---- SOURCE

Also note that PosgreSQL supports array limits, but the PostgreSQL implementation ignores them. Spanner does not support array size limits, but since they have no effect anyway, the tool just drops them.

Primary Keys

Spanner requires primary keys for all tables. PostgreSQL recommends the use of primary keys for all tables, but does not enforce this. When converting a table without a primary key, HarbourBridge will create a new primary key of type INT64. By default, the name of the new column is synth_id. If there is already a column with that name, then a variation is used to avoid collisions.

NOT NULL Constraints

The tool preserves NOT NULL constraints. Note that Spanner does not require primary key columns to be NOT NULL. However, in PostgreSQL, a primary key is a combination of NOT NULL and UNIQUE, and so primary key columns from PostgreSQL will be mapped to Spanner columns that are both primary keys and NOT NULL.

--------
---- ENTRIES SHOWN

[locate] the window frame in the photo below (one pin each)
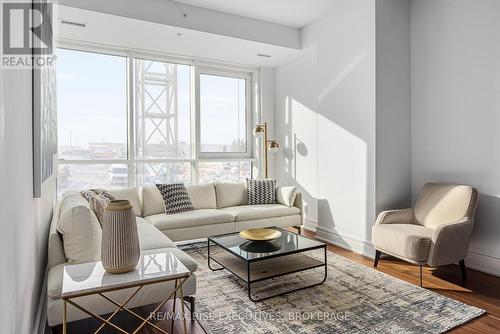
(252, 111)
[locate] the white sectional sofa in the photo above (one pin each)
(219, 208)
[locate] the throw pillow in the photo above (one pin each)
(175, 198)
(261, 191)
(286, 195)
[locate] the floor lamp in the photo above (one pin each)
(269, 145)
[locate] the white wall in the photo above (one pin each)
(327, 99)
(345, 95)
(455, 83)
(24, 221)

--------

■ OBJECTIVES:
[a] Copy the PostgreSQL-to-Spanner conversion notes from "Also note that" to "just drops them.", swapping "array limits" for "array bounds".
[b] In the PostgreSQL-to-Spanner conversion notes, what is the default name of the new column HarbourBridge creates for a table without a primary key?

■ WRITTEN ANSWERS:
[a]
Also note that PosgreSQL supports array bounds, but the PostgreSQL implementation ignores them. Spanner does not support array size limits, but since they have no effect anyway, the tool just drops them.

[b] synth_id